DIRECTIONS FOR THIS TASK: Render every line of the records below as a Markdown table with the columns Row and Line, numbering the rows and omitting blank lines.

· · · · · · ·

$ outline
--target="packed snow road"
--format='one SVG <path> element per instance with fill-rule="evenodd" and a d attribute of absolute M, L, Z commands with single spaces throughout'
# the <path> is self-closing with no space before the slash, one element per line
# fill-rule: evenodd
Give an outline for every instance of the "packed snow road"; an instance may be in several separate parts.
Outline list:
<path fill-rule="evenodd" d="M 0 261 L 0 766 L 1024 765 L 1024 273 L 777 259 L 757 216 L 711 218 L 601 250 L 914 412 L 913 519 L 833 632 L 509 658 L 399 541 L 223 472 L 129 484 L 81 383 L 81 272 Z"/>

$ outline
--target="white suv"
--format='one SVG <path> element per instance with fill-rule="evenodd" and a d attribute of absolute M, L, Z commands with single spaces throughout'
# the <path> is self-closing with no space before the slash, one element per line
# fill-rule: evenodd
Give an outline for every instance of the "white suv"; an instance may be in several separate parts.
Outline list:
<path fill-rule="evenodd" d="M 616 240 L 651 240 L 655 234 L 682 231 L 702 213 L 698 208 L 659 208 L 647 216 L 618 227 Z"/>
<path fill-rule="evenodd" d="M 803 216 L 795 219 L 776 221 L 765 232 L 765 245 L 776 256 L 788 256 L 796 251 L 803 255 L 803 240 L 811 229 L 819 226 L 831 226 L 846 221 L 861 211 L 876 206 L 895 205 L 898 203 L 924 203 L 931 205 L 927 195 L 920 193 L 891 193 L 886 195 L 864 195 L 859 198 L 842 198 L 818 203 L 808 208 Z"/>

· · · · · · ·

PROBLEM SOLUTION:
| Row | Line |
|---|---|
| 1 | $ outline |
| 2 | --target="packed snow road" |
| 3 | --format='one SVG <path> element per instance with fill-rule="evenodd" and a d attribute of absolute M, L, Z commands with single spaces throughout' |
| 4 | # the <path> is self-closing with no space before the slash, one element per line |
| 5 | # fill-rule: evenodd |
| 6 | Give an outline for every instance of the "packed snow road"; an instance may be in several separate parts. |
| 7 | Outline list: |
| 8 | <path fill-rule="evenodd" d="M 0 261 L 0 766 L 1024 765 L 1024 273 L 777 259 L 757 216 L 711 218 L 601 250 L 914 412 L 913 519 L 833 632 L 509 658 L 399 541 L 223 472 L 129 484 L 81 383 L 81 272 Z"/> |
| 9 | $ outline |
| 10 | --target="white suv" |
| 11 | --format='one SVG <path> element per instance with fill-rule="evenodd" and a d attribute of absolute M, L, Z commands with single spaces throughout' |
| 12 | # the <path> is self-closing with no space before the slash, one element per line |
| 13 | # fill-rule: evenodd |
| 14 | Give an outline for every instance of the "white suv"; an instance may be in several separate parts. |
| 15 | Outline list: |
| 16 | <path fill-rule="evenodd" d="M 616 240 L 651 240 L 655 234 L 682 231 L 702 213 L 698 208 L 659 208 L 647 216 L 618 227 Z"/> |
| 17 | <path fill-rule="evenodd" d="M 803 216 L 795 219 L 776 221 L 765 232 L 765 245 L 776 256 L 788 256 L 796 251 L 803 255 L 803 240 L 811 229 L 819 226 L 831 226 L 846 221 L 861 211 L 876 206 L 895 205 L 898 203 L 924 203 L 931 205 L 927 195 L 920 193 L 891 193 L 886 195 L 864 195 L 859 198 L 842 198 L 818 203 L 808 208 Z"/> |